══ Given records ══
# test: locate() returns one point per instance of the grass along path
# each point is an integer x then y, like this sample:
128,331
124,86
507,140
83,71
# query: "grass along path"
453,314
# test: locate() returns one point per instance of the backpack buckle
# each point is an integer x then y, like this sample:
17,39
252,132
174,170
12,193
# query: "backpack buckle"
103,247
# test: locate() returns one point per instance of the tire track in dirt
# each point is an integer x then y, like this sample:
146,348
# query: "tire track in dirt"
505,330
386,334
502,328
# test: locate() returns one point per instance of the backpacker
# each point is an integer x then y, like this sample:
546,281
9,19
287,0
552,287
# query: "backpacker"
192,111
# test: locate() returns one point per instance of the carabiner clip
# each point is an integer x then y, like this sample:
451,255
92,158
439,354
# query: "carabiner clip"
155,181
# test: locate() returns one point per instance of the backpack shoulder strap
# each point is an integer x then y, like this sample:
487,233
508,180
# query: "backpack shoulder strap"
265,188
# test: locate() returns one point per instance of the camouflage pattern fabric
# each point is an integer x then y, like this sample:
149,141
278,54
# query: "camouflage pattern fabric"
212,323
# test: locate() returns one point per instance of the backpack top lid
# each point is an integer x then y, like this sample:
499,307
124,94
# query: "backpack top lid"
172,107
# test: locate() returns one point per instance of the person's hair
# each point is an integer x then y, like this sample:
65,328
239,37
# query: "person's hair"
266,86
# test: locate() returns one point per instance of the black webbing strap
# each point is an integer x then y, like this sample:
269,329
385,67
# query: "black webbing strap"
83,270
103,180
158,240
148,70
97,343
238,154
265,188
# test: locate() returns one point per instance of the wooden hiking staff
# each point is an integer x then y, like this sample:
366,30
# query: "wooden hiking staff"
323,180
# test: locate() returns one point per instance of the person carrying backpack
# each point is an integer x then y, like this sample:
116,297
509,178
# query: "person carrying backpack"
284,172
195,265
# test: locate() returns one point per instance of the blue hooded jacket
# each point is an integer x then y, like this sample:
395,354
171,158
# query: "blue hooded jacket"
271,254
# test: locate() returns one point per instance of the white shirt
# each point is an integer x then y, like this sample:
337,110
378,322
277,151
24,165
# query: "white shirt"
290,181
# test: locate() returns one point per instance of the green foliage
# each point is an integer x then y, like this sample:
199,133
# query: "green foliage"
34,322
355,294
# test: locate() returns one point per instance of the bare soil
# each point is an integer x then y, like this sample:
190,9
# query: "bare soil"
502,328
═══
▶ _What is needed_
Repeat, without changes, every line from the one that contains "# test: locate() returns one point per instance of the wooden" through the final line of the data.

▶ _Full answer_
# test: locate() returns one point per instance of the wooden hiking staff
# each point is an integer x then y, like this sample:
366,30
# query: "wooden hiking staff"
323,180
# test: locate() returns one point per instance of the person carrying backpack
# each point is an integer x then y, like this sample:
116,297
509,178
# query: "person carrying backpack"
284,172
195,265
# test: locate() returns one point per instance of the blue hooded jacket
# each point is an integer x then y, like this sample:
395,354
171,158
# query: "blue hooded jacket"
271,254
# test: locate() returns one point per instance of the white shirt
# each point is an integer x then y, like this sample:
337,110
378,322
277,151
24,165
# query: "white shirt"
290,181
# test: locate() returns one point per instance of the green foliage
# each point is an integer x then y, like this sample:
199,133
# query: "green foliage"
34,322
355,294
# test: locate() returns one point per instance of the bare soil
# each point is an integer x then y, like this sample:
190,9
# query: "bare soil"
502,328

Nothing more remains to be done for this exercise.